Challenge:
Transcribe the lines below exactly, beginning with the line that holds "target | hardwood floor" and ending with the final line, both included. Pictures are to be left out.

===== Extracted records =====

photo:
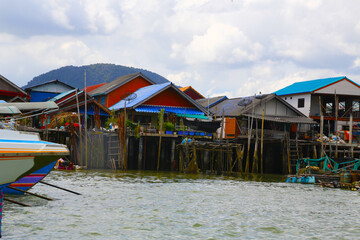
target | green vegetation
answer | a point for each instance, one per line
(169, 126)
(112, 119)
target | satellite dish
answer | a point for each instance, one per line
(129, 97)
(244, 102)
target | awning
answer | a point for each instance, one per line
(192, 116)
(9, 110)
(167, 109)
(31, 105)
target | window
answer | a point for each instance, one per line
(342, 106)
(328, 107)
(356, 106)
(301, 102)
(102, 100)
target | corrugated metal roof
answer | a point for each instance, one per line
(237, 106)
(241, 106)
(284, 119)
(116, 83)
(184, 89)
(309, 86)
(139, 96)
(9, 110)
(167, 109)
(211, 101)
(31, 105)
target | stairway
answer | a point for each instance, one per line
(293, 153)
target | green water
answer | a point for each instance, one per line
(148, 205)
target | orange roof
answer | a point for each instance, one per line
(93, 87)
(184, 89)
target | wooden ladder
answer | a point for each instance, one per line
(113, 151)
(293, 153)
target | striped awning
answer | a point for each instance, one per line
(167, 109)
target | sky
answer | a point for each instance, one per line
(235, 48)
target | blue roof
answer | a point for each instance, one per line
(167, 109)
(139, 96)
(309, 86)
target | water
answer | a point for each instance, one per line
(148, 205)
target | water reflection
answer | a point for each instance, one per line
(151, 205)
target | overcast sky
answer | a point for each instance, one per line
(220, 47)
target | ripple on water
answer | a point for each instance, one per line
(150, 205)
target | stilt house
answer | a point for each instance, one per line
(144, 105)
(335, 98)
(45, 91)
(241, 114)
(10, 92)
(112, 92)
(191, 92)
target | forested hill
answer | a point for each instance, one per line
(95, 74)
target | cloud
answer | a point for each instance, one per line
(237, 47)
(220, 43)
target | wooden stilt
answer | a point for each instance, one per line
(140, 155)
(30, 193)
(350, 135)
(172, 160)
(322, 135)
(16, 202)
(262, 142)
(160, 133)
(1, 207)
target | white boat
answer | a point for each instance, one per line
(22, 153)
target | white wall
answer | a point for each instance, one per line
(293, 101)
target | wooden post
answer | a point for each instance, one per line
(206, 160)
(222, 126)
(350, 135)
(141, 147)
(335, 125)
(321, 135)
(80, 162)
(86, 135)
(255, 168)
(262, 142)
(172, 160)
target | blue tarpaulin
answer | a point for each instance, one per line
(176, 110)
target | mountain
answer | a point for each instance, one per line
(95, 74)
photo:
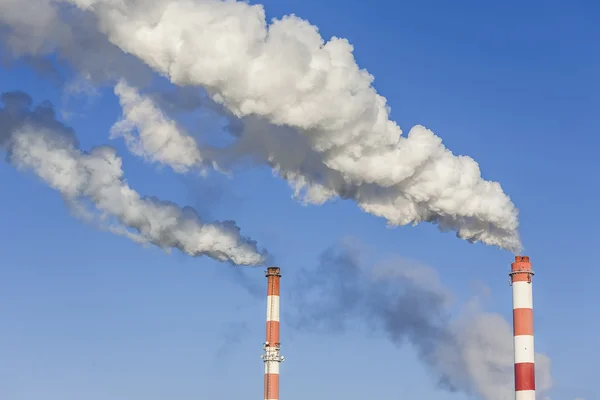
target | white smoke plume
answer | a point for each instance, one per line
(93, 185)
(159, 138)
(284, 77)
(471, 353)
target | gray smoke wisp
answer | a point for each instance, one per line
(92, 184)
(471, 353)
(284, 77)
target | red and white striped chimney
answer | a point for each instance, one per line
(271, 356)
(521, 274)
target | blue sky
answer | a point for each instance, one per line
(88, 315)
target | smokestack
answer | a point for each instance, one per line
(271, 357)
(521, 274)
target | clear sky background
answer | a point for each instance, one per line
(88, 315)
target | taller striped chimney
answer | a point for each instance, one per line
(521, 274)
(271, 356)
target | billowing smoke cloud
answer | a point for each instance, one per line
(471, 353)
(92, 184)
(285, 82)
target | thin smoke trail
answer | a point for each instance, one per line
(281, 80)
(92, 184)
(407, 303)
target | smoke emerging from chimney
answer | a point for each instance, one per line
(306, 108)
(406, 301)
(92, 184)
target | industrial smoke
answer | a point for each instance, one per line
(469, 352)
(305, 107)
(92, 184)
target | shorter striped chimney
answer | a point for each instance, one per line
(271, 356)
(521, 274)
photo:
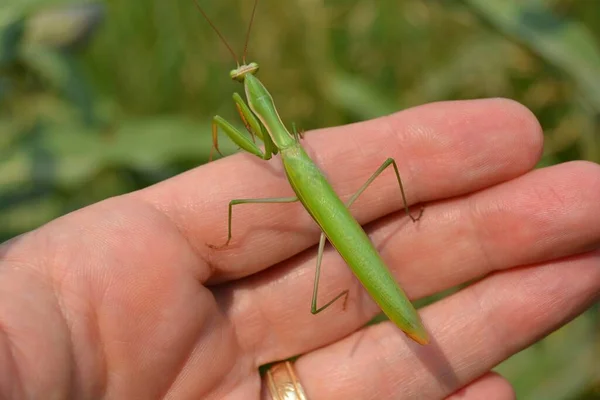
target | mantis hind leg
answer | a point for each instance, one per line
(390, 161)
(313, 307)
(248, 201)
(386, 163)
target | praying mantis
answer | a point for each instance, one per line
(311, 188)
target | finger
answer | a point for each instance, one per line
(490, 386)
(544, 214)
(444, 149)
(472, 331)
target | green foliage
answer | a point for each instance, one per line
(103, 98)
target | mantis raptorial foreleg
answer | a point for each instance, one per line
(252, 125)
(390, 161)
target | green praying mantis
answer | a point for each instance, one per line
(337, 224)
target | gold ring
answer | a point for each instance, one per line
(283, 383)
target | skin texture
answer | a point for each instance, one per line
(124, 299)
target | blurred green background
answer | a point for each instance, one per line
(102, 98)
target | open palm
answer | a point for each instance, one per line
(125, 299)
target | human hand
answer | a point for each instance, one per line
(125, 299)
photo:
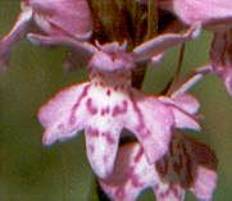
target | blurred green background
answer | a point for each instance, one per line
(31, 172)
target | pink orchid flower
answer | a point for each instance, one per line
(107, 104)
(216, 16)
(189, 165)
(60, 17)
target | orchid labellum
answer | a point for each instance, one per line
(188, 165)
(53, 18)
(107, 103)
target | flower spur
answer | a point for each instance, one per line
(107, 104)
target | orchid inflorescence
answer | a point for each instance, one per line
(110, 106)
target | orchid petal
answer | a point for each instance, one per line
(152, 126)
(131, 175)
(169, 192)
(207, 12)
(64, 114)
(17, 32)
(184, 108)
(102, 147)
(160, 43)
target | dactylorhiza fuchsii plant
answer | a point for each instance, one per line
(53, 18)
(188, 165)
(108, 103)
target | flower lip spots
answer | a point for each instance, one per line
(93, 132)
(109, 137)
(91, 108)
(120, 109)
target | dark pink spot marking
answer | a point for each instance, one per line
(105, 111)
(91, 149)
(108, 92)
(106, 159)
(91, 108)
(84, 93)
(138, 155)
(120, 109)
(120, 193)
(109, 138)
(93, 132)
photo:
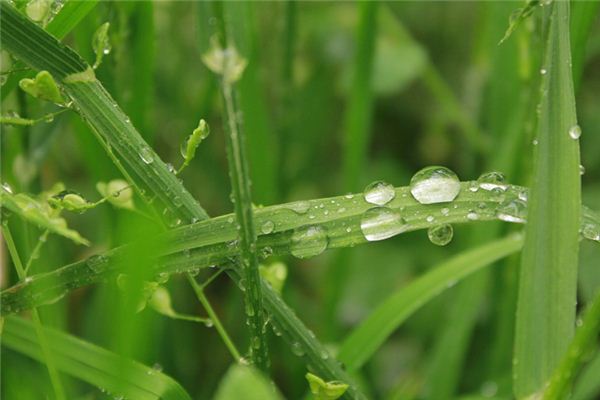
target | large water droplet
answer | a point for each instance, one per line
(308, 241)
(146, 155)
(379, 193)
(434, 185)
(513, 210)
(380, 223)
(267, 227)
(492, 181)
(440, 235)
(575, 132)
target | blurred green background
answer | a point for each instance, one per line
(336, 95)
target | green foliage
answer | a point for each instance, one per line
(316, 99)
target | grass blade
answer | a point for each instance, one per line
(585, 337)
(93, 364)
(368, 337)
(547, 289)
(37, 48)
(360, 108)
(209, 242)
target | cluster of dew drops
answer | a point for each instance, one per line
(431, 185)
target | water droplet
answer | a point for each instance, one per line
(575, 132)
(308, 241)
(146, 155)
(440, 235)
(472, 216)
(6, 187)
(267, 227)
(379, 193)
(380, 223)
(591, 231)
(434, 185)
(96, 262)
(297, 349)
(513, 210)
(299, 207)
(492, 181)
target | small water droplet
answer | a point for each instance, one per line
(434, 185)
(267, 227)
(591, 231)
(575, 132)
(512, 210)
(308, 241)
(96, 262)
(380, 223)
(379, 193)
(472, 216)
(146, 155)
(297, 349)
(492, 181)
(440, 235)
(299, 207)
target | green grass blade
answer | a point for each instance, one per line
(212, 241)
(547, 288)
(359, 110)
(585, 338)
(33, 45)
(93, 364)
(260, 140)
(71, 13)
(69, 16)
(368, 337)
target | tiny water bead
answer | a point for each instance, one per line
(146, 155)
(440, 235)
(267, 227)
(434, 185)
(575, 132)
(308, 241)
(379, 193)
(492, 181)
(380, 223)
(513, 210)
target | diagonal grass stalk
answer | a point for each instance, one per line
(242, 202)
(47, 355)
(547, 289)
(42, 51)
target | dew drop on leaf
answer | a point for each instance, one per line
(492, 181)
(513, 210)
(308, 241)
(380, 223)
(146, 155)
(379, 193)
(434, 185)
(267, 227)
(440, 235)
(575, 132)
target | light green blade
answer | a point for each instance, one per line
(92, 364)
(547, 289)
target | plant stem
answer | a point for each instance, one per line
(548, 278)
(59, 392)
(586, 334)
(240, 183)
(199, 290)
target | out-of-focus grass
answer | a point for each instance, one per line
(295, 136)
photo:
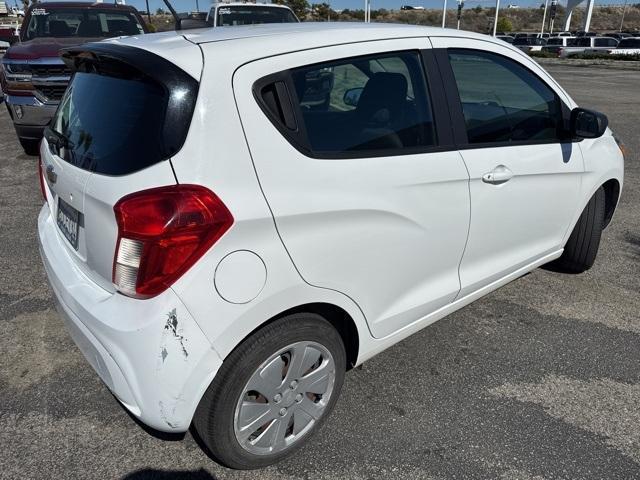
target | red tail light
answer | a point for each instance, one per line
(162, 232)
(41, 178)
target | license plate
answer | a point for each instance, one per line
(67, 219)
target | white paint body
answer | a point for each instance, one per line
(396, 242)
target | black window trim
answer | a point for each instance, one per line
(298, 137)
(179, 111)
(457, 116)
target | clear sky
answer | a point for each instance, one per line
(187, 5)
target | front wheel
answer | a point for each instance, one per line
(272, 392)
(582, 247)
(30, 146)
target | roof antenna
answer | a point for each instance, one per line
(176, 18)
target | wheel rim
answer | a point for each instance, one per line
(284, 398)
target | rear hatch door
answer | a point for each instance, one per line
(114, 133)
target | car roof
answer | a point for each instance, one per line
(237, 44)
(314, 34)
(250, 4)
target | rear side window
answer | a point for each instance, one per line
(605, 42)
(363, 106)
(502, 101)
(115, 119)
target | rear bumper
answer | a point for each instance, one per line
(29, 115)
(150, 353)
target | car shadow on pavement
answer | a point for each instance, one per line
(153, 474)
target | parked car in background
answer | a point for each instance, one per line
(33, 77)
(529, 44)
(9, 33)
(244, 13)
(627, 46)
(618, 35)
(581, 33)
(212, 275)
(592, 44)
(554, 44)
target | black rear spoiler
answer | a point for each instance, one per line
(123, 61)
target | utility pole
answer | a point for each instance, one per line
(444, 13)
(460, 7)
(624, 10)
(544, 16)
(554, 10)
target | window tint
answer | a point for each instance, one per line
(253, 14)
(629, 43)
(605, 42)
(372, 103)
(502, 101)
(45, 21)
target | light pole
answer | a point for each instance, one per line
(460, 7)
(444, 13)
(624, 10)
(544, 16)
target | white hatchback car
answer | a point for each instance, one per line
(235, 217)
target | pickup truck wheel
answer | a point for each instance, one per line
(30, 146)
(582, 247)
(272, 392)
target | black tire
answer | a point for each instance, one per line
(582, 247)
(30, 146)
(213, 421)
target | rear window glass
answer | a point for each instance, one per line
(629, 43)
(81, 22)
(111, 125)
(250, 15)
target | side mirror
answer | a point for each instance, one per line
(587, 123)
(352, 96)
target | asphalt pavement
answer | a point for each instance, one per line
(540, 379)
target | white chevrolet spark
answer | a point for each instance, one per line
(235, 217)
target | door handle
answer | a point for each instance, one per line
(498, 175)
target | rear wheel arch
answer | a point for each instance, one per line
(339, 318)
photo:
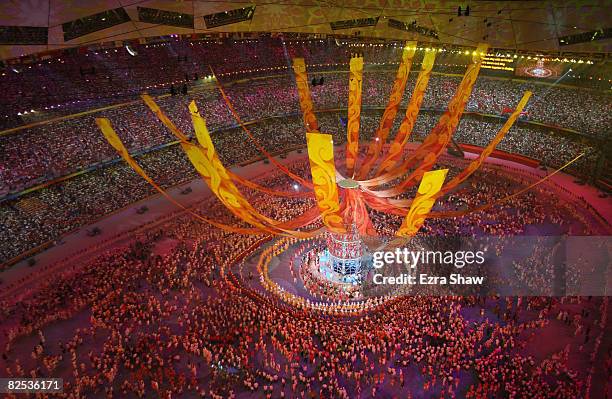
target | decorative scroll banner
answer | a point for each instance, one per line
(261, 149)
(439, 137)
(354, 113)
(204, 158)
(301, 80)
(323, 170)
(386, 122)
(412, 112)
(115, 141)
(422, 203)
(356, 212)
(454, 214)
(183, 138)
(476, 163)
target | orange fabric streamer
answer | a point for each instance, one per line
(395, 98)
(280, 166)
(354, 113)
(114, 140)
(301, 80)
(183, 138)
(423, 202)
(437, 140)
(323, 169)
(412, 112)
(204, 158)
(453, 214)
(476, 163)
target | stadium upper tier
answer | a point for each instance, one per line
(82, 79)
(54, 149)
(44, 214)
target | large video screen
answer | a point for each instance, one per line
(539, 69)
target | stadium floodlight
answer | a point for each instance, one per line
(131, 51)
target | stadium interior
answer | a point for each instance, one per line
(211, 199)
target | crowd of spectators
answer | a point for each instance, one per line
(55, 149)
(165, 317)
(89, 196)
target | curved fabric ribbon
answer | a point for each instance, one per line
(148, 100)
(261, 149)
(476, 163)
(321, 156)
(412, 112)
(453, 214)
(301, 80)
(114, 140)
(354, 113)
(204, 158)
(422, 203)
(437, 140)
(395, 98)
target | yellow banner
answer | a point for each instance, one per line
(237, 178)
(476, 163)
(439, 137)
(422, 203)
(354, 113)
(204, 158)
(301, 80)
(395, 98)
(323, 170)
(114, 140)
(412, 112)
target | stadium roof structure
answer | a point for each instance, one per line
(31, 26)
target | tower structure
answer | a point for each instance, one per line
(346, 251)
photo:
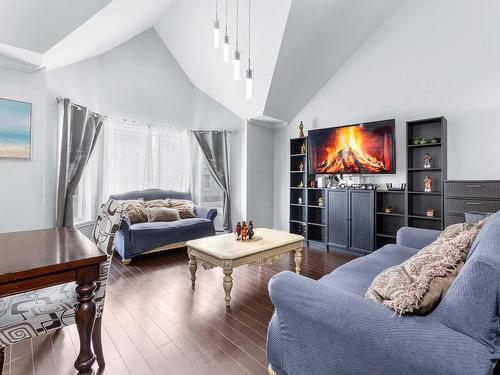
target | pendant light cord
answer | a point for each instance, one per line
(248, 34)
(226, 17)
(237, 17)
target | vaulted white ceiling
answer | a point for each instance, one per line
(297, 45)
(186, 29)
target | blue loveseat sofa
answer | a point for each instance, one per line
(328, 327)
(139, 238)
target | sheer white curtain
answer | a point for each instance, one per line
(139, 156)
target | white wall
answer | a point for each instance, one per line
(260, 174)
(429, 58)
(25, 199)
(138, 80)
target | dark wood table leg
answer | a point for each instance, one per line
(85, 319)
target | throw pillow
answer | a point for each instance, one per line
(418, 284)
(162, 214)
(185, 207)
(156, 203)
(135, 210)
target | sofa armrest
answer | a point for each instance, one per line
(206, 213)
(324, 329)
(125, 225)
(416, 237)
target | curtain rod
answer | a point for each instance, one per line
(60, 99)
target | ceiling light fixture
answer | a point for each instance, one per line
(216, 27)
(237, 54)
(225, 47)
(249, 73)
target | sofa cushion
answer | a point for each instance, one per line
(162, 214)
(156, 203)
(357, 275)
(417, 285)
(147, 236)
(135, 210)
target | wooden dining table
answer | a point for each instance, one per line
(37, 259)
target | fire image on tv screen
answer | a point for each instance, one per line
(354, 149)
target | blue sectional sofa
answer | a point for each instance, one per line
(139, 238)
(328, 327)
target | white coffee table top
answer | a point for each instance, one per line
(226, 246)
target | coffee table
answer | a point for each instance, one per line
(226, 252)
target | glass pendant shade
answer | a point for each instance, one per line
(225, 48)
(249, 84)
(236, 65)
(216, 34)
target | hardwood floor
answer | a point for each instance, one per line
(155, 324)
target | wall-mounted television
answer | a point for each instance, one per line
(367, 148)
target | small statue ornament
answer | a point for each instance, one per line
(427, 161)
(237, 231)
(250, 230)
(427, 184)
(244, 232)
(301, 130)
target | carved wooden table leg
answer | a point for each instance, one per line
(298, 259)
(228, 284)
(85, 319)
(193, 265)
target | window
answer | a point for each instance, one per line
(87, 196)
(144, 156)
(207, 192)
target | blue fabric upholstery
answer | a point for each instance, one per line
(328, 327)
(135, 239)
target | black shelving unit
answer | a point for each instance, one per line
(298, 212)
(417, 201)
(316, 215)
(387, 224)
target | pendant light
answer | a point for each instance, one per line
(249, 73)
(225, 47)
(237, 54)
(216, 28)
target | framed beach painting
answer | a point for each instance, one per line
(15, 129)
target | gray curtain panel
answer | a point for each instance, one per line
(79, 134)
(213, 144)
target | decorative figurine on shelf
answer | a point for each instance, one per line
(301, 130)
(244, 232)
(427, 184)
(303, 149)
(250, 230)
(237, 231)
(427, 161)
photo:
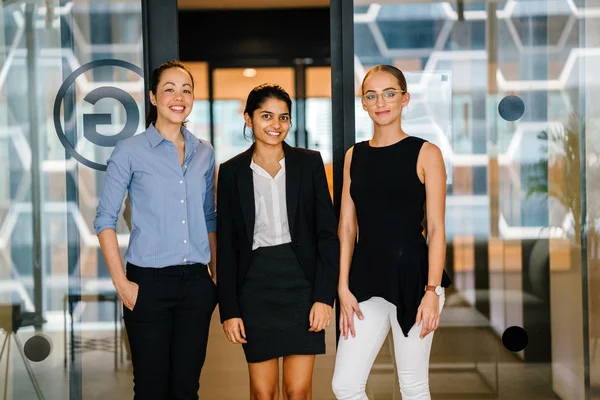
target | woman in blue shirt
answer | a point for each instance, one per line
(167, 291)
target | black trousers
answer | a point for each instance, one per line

=====

Reply to the exercise:
target | hardwood floor
answer | a point for each instance, one per line
(155, 324)
target | wall-mounted television
answer | a point for each instance, one per line
(367, 148)
target | small statue ornament
answer | a point for each instance, one per line
(427, 161)
(237, 231)
(250, 230)
(427, 184)
(244, 232)
(301, 130)
target | carved wooden table leg
answer | a point for each instance, one per line
(298, 259)
(228, 284)
(85, 319)
(193, 265)
target | window
answer | a point for each instance, one per line
(87, 196)
(144, 156)
(207, 192)
target | blue fabric upholstery
answer | a point for each instance, one per line
(328, 327)
(135, 239)
target | black shelving unit
answer | a point for each instance, one per line
(298, 212)
(417, 201)
(316, 215)
(387, 224)
target | pendant light
answer | a point for each instance, one per line
(249, 73)
(225, 47)
(237, 54)
(216, 28)
target | framed beach painting
answer | a point for each instance, one per line
(15, 129)
target | gray curtain panel
answer | a point for each instance, one per line
(79, 134)
(213, 144)
target | decorative figurine on shelf
answer | a point for each instance, one per line
(301, 130)
(244, 232)
(427, 184)
(303, 149)
(250, 230)
(237, 231)
(427, 161)
photo:
target | woman in blue shirt
answer | a point for each instance, one per line
(167, 291)
target | black trousers
answer | a point for each instance, one per line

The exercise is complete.